Source records:
-=-=-

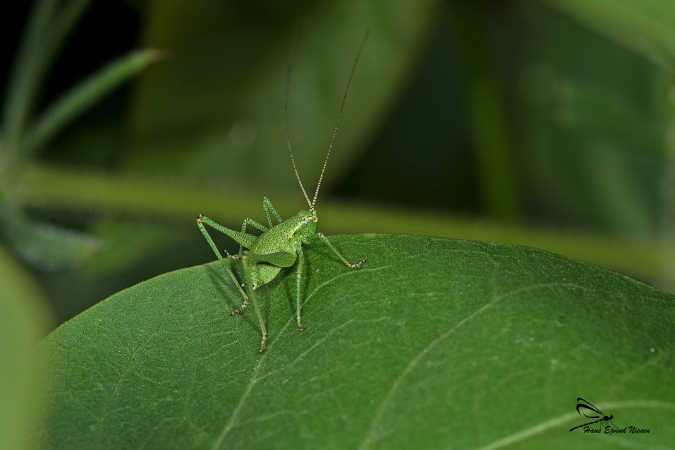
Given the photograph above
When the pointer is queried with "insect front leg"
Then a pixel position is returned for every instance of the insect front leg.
(270, 211)
(257, 225)
(228, 269)
(298, 285)
(251, 281)
(339, 255)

-=-=-

PROMPT: Copy the listing above word for word, leaving out the picture.

SOLUTION BELOW:
Given the photograph above
When the pointer is queried with "insect front leg"
Then a pixel position is returned for every instance of the insect front leg.
(270, 211)
(257, 225)
(228, 269)
(298, 285)
(251, 281)
(339, 255)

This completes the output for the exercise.